### SUPPLIED ENTRIES

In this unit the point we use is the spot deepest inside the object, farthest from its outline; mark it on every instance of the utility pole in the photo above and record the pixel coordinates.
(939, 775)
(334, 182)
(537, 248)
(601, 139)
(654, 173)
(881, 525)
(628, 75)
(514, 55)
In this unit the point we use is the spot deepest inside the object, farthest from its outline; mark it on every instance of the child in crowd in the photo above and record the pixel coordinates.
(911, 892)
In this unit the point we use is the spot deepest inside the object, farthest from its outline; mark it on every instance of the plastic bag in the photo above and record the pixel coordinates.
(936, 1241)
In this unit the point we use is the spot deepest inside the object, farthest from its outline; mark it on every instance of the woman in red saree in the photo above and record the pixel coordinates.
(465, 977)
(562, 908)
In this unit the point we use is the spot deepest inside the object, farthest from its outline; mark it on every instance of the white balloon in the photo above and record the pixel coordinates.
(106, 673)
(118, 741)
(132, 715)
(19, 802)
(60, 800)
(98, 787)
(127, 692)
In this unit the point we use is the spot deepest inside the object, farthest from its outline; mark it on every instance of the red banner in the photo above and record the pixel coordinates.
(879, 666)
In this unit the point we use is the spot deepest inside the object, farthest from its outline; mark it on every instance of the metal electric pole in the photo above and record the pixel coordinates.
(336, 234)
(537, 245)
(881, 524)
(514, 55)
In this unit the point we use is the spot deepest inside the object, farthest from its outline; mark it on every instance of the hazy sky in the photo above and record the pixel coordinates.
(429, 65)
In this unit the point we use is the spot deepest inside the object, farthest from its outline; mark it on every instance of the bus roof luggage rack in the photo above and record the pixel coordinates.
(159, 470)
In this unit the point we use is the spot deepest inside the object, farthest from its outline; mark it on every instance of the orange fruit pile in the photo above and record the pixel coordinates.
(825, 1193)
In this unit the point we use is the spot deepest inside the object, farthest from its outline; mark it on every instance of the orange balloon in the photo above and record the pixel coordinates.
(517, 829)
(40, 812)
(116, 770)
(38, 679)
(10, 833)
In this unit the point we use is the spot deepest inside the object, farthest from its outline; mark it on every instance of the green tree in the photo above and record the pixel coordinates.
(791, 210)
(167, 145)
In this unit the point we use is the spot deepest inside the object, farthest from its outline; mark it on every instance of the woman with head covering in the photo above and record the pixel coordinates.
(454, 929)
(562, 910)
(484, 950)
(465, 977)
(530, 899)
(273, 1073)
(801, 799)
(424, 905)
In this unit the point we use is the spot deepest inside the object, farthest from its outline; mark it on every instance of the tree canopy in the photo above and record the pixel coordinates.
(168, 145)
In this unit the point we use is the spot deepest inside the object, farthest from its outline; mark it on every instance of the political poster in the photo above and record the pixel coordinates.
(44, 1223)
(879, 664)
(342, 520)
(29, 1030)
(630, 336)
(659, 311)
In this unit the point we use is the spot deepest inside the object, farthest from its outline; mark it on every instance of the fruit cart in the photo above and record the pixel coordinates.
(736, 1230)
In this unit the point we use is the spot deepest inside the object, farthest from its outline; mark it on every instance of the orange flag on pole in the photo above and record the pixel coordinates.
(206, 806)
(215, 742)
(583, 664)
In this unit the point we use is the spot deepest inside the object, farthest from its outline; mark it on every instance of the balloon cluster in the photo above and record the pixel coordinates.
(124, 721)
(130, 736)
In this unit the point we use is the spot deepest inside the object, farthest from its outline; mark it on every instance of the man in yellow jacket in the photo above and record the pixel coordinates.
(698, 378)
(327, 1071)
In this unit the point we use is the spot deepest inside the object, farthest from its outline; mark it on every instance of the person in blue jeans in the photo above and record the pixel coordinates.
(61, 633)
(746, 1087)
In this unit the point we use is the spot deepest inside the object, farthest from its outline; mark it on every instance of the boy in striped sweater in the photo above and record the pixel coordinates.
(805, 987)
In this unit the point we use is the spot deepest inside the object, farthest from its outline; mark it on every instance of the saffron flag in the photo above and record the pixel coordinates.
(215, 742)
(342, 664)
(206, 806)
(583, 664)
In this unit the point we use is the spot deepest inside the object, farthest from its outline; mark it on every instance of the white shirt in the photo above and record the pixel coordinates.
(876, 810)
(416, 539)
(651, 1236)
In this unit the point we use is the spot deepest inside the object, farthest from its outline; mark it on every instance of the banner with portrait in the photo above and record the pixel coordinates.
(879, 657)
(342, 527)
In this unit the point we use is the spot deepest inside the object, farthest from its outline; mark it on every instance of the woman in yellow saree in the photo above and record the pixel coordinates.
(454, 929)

######

# PROBLEM DETAILS:
Quote the records above from the line containing "woman in yellow" through the end of the records, including both ends.

# TASK ANSWER:
In this unit the point we use is the spot deepest inside the object, farthest from its outline; mark it on every instance of the woman in yellow saree in the photo above and record the pixel coordinates.
(454, 929)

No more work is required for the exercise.